------ Input rows

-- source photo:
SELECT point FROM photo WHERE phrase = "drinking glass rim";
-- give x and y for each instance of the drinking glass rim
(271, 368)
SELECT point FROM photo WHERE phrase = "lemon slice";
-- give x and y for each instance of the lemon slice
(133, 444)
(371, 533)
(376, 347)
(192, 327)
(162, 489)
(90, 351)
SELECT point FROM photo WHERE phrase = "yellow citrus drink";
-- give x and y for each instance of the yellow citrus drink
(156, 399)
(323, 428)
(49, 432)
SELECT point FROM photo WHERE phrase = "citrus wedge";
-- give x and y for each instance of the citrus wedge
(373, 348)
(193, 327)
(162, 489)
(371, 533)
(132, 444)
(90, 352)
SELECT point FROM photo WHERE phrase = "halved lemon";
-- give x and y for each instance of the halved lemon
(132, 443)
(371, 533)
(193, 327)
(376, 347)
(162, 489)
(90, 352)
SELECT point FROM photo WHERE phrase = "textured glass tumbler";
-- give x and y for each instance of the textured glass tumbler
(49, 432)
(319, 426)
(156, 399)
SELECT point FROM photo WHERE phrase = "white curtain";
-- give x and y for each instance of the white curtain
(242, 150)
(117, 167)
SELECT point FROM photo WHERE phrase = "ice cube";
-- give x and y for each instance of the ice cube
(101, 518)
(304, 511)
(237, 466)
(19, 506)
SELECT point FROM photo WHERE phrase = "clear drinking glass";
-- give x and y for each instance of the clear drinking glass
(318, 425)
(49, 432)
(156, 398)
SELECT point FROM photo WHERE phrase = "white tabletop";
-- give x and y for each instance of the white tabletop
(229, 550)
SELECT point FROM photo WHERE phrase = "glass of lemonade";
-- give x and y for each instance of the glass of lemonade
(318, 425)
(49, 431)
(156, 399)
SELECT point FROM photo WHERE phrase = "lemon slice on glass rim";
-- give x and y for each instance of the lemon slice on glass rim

------------

▸ **What you have to do**: Copy out all of the data above again, word for word, leaving nothing out and changing nothing.

▸ **Solution to the problem**:
-- source photo:
SELECT point FROM photo WHERE phrase = "drinking glass rim";
-- give x and y for each instance of the drinking glass rim
(271, 368)
SELECT point FROM photo WHERE phrase = "lemon slice";
-- give x and y for each instance of the lemon slice
(133, 444)
(371, 533)
(376, 347)
(192, 327)
(162, 489)
(90, 351)
SELECT point FROM photo WHERE phrase = "yellow citrus drink";
-- give x and y for each instance of the yellow citrus drink
(156, 399)
(323, 428)
(49, 432)
SELECT point FROM photo WHERE phrase = "citrus wedge";
-- give x and y for each instance of the citrus wedge
(373, 348)
(193, 327)
(162, 489)
(371, 533)
(132, 444)
(90, 352)
SELECT point FROM photo WHERE phrase = "halved lemon";
-- give x and y for each instance of the halved lemon
(132, 443)
(371, 533)
(193, 327)
(376, 347)
(162, 489)
(90, 352)
SELECT point FROM photo WHERE phrase = "textured glass tumbler";
-- give x and y for each instance of the textured glass tumbler
(49, 432)
(319, 426)
(156, 399)
SELECT point FROM photo WHERE phrase = "white curtain";
-- give x and y for each instance of the white curtain
(242, 150)
(117, 167)
SELECT point FROM photo WHERE phrase = "ice cube";
-- give x and y for each instance of the ice cube
(101, 518)
(304, 511)
(237, 466)
(19, 506)
SELECT point FROM photo WHERE phrase = "clear drinking glass";
-- give x and y for each instance of the clear drinking glass
(318, 425)
(49, 432)
(156, 398)
SELECT point FROM photo WHERE phrase = "white tabletop";
-- give x and y for each instance of the white tabletop
(229, 550)
SELECT point FROM photo WHERE phrase = "glass of lemonade";
-- give x and y for each instance of the glass of lemonade
(318, 425)
(49, 431)
(156, 399)
SELECT point FROM photo WHERE phrase = "lemon slice on glass rim";
-- give x and y for each instance of the lemon slice on glass rim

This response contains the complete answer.